#### EXTRAIT:
- - -
La vie comme don, et l’éternité comme instant
Ecoutez-le ici parler, comme personne, de l’Etre suprême, de Celui qui est, qui existe, qui se révèle à nous, et dont l’existence est un don, pour nous qui pouvons la recevoir. De tels propos auraient pu donner une leçon de métaphysique mais le ton de simplicité, de vérité, de témoignage, adopté par François Cheng les transforme en un moment de partage fraternel sur ce qui fait l’essentiel de la vie. "La vie est un don inouï et non un dû, conclut François Cheng, la moindre chose devient signe".
Et puisque la vie est don, chaque instant prend un relief extraordinaire. Car le don n’est pas un état statique, il s’exprime dans l’instant, il est inattendu, inespéré. L’Etre, lui, advient dans l’instant. Et nous, nous tentons aussi à chaque instant, d’accéder à l’être. Mais il faut que l’Etre fasse cet acte d’être, faute de quoi ni le monde ni nous-mêmes n’existeraient. "Dès ici et maintenant, chaque instant nous permet de rejoindre l’éternité" dit François Cheng.
Les questions posées par ses amis dans la salle lui permettent d’évoquer Pascal, Jésus et la voie christique, saint François d’Assise (il est allé à Assise en 1960), le silence et le cri.
Il commente aussi le titre : pourquoi Vraie Nuit ? Il y a bien de fausses nuits (celles des beuveries, des criminels, des camps nazis...). Vraie Nuit : la nuit des mystiques, celle de pouvoir assister à la naissance de la lumière comme au commencement du monde. Il faut donc atteindre la vraie nuit pour atteindre la vraie lumière, revenir au matin du monde, assister à ce moment, à cet instant, où l’Etre advient.
François Cheng a choisi de lire trois de ses poèmes. En voici le texte mais ne manquez pas d’écouter sa voix. C’est la voix d’un sage. C’est la voix d’un homme.
- - -
#### DONNÉES:

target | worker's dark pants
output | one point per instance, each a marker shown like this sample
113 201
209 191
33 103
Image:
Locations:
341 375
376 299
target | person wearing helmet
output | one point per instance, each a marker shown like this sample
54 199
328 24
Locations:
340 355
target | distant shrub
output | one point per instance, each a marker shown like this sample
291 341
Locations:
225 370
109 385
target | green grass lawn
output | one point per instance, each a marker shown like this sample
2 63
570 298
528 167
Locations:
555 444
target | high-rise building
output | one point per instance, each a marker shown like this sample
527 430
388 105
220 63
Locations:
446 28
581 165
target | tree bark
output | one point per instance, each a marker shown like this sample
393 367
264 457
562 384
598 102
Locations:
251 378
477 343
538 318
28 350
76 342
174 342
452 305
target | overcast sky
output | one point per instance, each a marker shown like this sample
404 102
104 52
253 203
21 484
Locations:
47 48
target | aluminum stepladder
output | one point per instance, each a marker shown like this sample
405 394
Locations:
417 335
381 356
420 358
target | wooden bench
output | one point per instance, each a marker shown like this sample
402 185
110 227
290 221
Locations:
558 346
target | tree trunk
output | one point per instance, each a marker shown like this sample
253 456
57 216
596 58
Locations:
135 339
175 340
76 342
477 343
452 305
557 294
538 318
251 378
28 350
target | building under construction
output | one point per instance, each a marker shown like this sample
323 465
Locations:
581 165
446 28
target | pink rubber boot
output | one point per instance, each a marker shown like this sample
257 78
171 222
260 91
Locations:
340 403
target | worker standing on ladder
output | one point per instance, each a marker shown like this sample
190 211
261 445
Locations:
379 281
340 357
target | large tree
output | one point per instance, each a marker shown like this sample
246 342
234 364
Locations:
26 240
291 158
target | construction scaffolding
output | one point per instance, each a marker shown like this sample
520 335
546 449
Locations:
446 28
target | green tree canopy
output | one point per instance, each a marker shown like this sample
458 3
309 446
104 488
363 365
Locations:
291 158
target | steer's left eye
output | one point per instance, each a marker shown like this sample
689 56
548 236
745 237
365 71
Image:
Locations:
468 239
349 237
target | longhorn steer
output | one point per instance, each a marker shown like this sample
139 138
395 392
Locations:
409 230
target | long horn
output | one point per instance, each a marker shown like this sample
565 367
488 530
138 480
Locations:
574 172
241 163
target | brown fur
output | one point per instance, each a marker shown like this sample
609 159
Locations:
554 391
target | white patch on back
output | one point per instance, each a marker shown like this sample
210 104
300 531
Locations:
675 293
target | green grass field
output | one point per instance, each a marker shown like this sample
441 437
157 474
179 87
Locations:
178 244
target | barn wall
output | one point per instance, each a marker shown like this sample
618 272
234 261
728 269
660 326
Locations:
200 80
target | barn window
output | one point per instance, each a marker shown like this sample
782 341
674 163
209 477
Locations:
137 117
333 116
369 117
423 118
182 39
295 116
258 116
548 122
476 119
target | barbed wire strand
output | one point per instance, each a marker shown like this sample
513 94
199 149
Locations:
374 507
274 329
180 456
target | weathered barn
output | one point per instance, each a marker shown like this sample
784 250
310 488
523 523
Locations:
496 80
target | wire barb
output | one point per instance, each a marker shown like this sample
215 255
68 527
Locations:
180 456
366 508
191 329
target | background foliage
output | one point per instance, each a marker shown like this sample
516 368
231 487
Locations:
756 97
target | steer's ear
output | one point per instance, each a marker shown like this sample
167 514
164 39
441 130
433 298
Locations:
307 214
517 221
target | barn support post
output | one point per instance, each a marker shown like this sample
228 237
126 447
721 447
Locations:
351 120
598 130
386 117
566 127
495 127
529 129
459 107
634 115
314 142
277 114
- - -
#### CONSIGNES:
A – Modifiez le passage de l'extrait qui va de « Les questions posées » jusqu'à « voix d’un homme. » en y remplaçant « Pascal » par « Descartes ».
B – Quelles sont toutes les personnes que l'extrait désigne par leur nom ?
Le matériel n'a aucun lien avec l'extrait.

#### CORRIGÉ:
A –
Les questions posées par ses amis dans la salle lui permettent d’évoquer Descartes, Jésus et la voie christique, saint François d’Assise (il est allé à Assise en 1960), le silence et le cri.
Il commente aussi le titre : pourquoi Vraie Nuit ? Il y a bien de fausses nuits (celles des beuveries, des criminels, des camps nazis...). Vraie Nuit : la nuit des mystiques, celle de pouvoir assister à la naissance de la lumière comme au commencement du monde. Il faut donc atteindre la vraie nuit pour atteindre la vraie lumière, revenir au matin du monde, assister à ce moment, à cet instant, où l’Etre advient.
François Cheng a choisi de lire trois de ses poèmes. En voici le texte mais ne manquez pas d’écouter sa voix. C’est la voix d’un sage. C’est la voix d’un homme.

B – François Cheng, Pascal, Jésus, saint François d'Assise